Problem to solve:
Put the records below into a Markdown table with two columns, Row and Line. Give each non-blank line its own row, numbered in order, and leave out blank lines.

Entries provided:
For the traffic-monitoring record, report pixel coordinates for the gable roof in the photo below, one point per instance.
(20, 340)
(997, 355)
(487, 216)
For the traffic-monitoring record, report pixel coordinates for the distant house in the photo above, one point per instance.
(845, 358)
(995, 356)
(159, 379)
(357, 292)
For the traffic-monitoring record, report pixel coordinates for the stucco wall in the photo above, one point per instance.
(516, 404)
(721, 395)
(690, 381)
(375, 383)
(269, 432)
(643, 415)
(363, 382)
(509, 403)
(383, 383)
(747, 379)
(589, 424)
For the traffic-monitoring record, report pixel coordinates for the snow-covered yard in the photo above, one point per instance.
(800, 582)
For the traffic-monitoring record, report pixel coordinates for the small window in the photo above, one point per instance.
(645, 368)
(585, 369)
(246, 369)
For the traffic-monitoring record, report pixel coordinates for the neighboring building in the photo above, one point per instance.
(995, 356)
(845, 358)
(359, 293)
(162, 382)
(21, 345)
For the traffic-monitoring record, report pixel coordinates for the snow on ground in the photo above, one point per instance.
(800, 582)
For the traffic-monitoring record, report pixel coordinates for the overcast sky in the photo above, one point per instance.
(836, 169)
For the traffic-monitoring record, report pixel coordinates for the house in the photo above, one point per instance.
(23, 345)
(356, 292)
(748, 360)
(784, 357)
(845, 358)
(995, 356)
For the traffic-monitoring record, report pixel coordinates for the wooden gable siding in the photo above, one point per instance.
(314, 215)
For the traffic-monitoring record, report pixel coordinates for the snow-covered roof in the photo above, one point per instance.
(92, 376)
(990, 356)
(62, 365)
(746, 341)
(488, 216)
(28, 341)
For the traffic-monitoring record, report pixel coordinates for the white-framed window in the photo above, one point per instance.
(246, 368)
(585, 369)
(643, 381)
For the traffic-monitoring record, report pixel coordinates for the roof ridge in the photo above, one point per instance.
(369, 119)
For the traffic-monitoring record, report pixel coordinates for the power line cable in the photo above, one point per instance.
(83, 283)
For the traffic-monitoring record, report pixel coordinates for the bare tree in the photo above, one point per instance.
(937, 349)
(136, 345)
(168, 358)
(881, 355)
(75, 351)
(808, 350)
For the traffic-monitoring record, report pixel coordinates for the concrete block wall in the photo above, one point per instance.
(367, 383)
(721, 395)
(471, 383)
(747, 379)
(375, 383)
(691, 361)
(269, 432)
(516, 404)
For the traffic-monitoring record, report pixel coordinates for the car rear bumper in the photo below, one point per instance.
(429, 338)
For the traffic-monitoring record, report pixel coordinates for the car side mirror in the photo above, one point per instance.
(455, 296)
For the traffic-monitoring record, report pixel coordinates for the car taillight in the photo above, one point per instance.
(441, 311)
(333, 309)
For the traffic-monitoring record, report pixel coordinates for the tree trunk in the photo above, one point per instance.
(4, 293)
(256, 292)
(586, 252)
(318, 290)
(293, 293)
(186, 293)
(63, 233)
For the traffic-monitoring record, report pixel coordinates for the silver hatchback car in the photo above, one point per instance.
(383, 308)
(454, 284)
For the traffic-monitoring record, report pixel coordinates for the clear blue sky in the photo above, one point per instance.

Output:
| Row | Line |
|---|---|
| 1 | For the traffic-monitoring record, report pixel coordinates for the gable roof in the photo below, one point per instance. |
| 2 | (20, 340) |
| 3 | (997, 355) |
| 4 | (487, 216) |
| 5 | For the traffic-monitoring record, report pixel coordinates for the distant house in the photo above, one point per instance. |
| 6 | (845, 358) |
| 7 | (995, 356) |
| 8 | (159, 379) |
| 9 | (357, 292) |
| 10 | For the traffic-monitoring record, report pixel coordinates for the stucco wall in the photo above, one point per instance. |
| 11 | (516, 404) |
| 12 | (721, 395) |
| 13 | (690, 381) |
| 14 | (375, 383) |
| 15 | (269, 432) |
| 16 | (643, 415) |
| 17 | (363, 382) |
| 18 | (509, 403) |
| 19 | (383, 383) |
| 20 | (747, 379) |
| 21 | (589, 424) |
| 22 | For the traffic-monitoring record, report pixel coordinates for the snow-covered yard in the photo above, one point per instance. |
| 23 | (800, 582) |
| 24 | For the traffic-monitoring record, report pixel coordinates for the small window in the photo above, one point per instance. |
| 25 | (645, 368) |
| 26 | (585, 369) |
| 27 | (246, 369) |
| 28 | For the traffic-monitoring record, report pixel coordinates for the neighboring building in the photo above, one point per instance. |
| 29 | (995, 356) |
| 30 | (845, 358) |
| 31 | (359, 293) |
| 32 | (162, 382) |
| 33 | (21, 345) |
| 34 | For the traffic-monitoring record, report pixel coordinates for the snow on ground in the photo above, one point per instance. |
| 35 | (800, 582) |
| 36 | For the traffic-monitoring record, report pixel coordinates for the overcast sky in the photo above, one point per instance. |
| 37 | (836, 169) |
| 38 | For the traffic-monitoring record, report pixel coordinates for the house in the photo above, one point per instance. |
| 39 | (23, 345) |
| 40 | (356, 292) |
| 41 | (748, 360) |
| 42 | (784, 357) |
| 43 | (845, 358) |
| 44 | (995, 356) |
| 45 | For the traffic-monitoring record, report pixel coordinates for the wooden gable siding in the photo above, one point per instance. |
| 46 | (314, 215) |
| 47 | For the traffic-monitoring record, report pixel coordinates for the snow-covered roof in the photo above, one point per instance. |
| 48 | (92, 376) |
| 49 | (990, 356) |
| 50 | (62, 365) |
| 51 | (746, 341) |
| 52 | (488, 216) |
| 53 | (28, 341) |
| 54 | For the traffic-monitoring record, report pixel coordinates for the white-framed window in the photo above, one point per instance. |
| 55 | (246, 368) |
| 56 | (585, 369) |
| 57 | (643, 381) |
| 58 | For the traffic-monitoring record, report pixel coordinates for the roof ridge in the photo above, one point per instance. |
| 59 | (369, 119) |
| 60 | For the traffic-monitoring record, report pixel coordinates for the power line cable in the photo above, one point per instance. |
| 61 | (83, 283) |
| 62 | For the traffic-monitoring record, report pixel coordinates for the bare tree in the photo above, one point per instance. |
| 63 | (937, 349) |
| 64 | (136, 345) |
| 65 | (168, 358) |
| 66 | (881, 355) |
| 67 | (75, 351) |
| 68 | (808, 350) |
| 69 | For the traffic-monitoring record, report pixel coordinates for the concrete block wall in the photo above, one point per instance. |
| 70 | (367, 383) |
| 71 | (721, 395) |
| 72 | (471, 383) |
| 73 | (747, 379) |
| 74 | (375, 383) |
| 75 | (691, 361) |
| 76 | (269, 432) |
| 77 | (516, 404) |
| 78 | For the traffic-monitoring record, report pixel coordinates for the car rear bumper in the photo below, one point per instance. |
| 79 | (429, 338) |
| 80 | For the traffic-monitoring record, report pixel coordinates for the car side mirror in the photo above, one point per instance. |
| 81 | (455, 296) |
| 82 | For the traffic-monitoring record, report pixel coordinates for the car taillight in the photo above, one point per instance. |
| 83 | (441, 311) |
| 84 | (333, 309) |
| 85 | For the traffic-monitoring record, report pixel coordinates for the tree trunk in the photo above, one point per instance. |
| 86 | (4, 293) |
| 87 | (256, 292) |
| 88 | (586, 252) |
| 89 | (318, 290) |
| 90 | (293, 293) |
| 91 | (186, 293) |
| 92 | (63, 233) |
| 93 | For the traffic-monitoring record, report pixel coordinates for the silver hatchback car in the photo above, one point per instance. |
| 94 | (383, 308) |
| 95 | (454, 284) |
| 96 | For the traffic-monitoring record, report pixel coordinates for the clear blue sky in the photo above, one point per instance. |